● EXERCISE BRIEF: Word for word, restate the entries below and exclude every image.

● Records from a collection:
○ ○ ○

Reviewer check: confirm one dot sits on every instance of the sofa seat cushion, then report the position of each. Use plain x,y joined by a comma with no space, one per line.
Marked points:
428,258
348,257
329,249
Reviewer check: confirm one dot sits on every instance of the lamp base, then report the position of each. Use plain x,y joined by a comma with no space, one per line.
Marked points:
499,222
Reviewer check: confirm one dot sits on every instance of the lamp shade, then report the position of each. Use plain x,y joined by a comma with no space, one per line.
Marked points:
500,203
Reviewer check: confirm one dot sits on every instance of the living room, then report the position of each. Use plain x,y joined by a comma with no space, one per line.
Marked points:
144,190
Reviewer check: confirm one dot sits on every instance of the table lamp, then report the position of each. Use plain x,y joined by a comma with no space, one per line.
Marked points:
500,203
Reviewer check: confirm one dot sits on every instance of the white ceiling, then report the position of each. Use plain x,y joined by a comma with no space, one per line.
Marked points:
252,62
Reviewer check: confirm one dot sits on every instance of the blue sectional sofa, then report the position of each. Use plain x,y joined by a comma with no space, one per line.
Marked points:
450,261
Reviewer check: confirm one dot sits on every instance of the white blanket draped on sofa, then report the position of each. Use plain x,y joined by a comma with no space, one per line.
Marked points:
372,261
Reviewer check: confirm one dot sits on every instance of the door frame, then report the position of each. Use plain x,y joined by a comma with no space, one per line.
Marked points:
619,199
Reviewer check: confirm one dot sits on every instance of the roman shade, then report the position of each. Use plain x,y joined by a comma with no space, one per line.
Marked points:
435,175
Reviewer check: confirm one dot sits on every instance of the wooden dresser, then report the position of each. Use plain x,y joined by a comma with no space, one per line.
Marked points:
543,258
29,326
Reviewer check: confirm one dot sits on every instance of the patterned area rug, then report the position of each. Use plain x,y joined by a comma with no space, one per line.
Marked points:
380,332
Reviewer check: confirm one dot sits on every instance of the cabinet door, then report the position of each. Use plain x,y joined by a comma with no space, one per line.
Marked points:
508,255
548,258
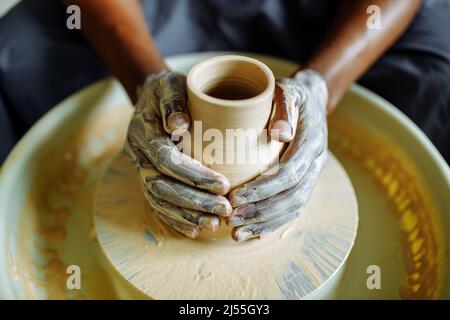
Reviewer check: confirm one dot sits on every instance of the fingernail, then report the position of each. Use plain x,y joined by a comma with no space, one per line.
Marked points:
221,187
210,223
235,221
242,235
192,233
178,121
283,132
238,201
221,209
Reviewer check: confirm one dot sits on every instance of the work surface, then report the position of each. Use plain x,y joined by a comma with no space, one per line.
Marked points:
48,185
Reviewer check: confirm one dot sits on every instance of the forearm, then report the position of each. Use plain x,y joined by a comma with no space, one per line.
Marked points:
117,31
351,47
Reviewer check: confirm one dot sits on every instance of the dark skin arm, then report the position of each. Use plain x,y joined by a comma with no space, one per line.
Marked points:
350,48
116,29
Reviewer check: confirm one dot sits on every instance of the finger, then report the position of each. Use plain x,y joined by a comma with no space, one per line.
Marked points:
306,146
146,135
186,216
187,197
190,231
259,229
291,200
173,103
287,101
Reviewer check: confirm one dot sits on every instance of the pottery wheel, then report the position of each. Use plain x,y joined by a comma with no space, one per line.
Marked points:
291,263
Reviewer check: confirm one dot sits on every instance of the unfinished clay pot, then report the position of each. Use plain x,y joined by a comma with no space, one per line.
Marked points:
230,101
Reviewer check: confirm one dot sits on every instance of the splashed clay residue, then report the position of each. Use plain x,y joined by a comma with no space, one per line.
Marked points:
56,220
409,199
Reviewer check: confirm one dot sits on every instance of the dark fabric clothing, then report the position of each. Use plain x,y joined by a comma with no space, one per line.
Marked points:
42,62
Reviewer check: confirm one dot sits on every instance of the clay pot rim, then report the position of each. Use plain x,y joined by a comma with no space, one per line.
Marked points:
268,91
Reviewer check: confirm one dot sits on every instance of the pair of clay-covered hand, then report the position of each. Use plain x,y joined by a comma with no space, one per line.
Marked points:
189,196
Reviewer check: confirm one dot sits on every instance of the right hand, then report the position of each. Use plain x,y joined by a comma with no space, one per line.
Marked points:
182,192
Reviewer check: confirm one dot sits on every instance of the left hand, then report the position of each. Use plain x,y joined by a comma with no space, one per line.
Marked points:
271,200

○ ○ ○

● YOUR SOLUTION:
Reviewer check: confirm one dot sits on every instance of the sofa seat cushion, then report the position of each. Use plain x,y joined by a comma with no space, one per line.
Marked points:
428,258
348,257
329,249
Reviewer check: confirm one dot sits on every instance of the lamp base, then report the position of each. Use plain x,y joined by a comma with no space, one per line.
Marked points:
499,222
Reviewer check: confirm one dot sits on every instance of the lamp shade, then report the position of each. Use plain x,y joined by a comma with no space, one per line.
Marked points:
500,203
Reviewer check: confirm one dot sits on every instance of the living room, then report the position of each. Use plain x,y joined by a comma with no space, one per line.
Marked points:
144,190
Reviewer check: confirm one dot sits on every instance of the table lamp, then report the position of each. Use plain x,y joined by a comma with no space, one per line.
Marked points:
500,203
Reviewer check: confirm one dot sits on every instance of the white ceiling, then report the position of each. Use plain x,y joined by a comma with no space, one per line.
Marked points:
252,62
Reviewer check: confirm one dot sits on every instance of the blue sectional sofa, then report the position of each. Use plain x,y joined by a comma with no space, one per line.
Marked points:
450,261
Reviewer check: confirm one dot sits on every instance of the white blanket draped on sofa, then report the position of each. Use plain x,y joined by a comma with no space, one per line.
Marked points:
372,261
Reviewer check: confirm one dot sits on every instance of the door frame, then report the position of each. Use plain x,y joined by a comma with no space, one per line.
Marked points:
619,199
Reviewer check: confirm one dot sits on every instance of the roman shade, then report the position of each. Use plain x,y joined by a comma with no space, one per line.
Marked points:
435,175
Reviewer check: confirm one dot sits on every instance of the wooden dresser, then report the position of each. Use plain x,y joined by a comma with no space, one per line.
Marked points:
543,258
29,326
Reviewer check: confirm one dot sits on every instance of the patterned area rug, then report the position of each. Use plain x,y joined by a comma with no space, one per line.
Marked points:
380,332
Reviewer check: confirm one dot sits on every instance of the cabinet door, then report the position of each. Use plain x,y joined by a comma with no space, one per line.
Marked points:
508,255
548,258
Reviewer check: confirm one dot sits on every instance of the fingernail, then report the position of each. Use plain x,y joined by a comma with no space, one per line.
Marked points:
221,187
210,223
235,221
242,235
192,233
178,121
283,132
238,201
221,209
Reviewer check: confirm one dot sits on every instance of the work surface, then report the position of each. Use plain x,y joined by a comma with no space, one per line.
Marked points:
48,185
Reviewer check: confirm one dot sits on every instance of the forearm, then report the position of each. Use plain x,y joined by a comma with no space, one per line.
Marked points:
117,31
351,47
Reviewer check: confirm one dot sits on every instance of the dark skin arm, then report the position of each. Use plain x,y joined by a comma with no space, one per line.
Marked points:
350,48
116,29
Reviewer check: confirm one dot sits on every instance of the finger, then report the position of each. Use plain x,y joined by a comma with no space, one per line.
Marked points:
306,146
146,135
186,216
187,197
190,231
259,229
291,200
173,103
287,101
Reviewer check: confirm one dot sits on every instance of the pottery wheel, then report the position of each. Use plain x,y joined by a comma with no space, one per line.
Marked points:
291,263
Reviewer check: confirm one dot sits on every instance of the unfinished clay pot, then report the position of each. Use plain x,y joined by a comma with no space, one per line.
Marked points:
230,101
Reviewer check: confirm one dot sits on every instance of the splashed clay residue, then report the position of each. Use plain x,y joined by a comma with no space, one per line.
Marked points:
56,220
409,199
Reviewer check: confirm one dot sits on every instance of the dark fabric clothing, then report the position of each. Use plain x,y joined by a comma with no space, one per line.
Marked points:
42,62
Reviewer check: confirm one dot sits on every instance of the clay pot rim, then report the position of each. Use plain x,y joined by a comma with no space, one per line.
Marked points:
268,91
Reviewer check: confirm one dot sits on every instance of the pair of clay-covered hand, then report the position of each. Use plain x,y joined by a comma with no space, one per line.
Marked points:
189,196
Reviewer check: confirm one dot sits on every instance of the right hand, then report the position of each. Use plain x,y joined by a comma with no space, one per line.
Marked points:
182,192
Reviewer check: confirm one dot sits on every instance of the left hand, then report the position of each. Use plain x,y joined by a comma with no space, one per line.
Marked points:
271,200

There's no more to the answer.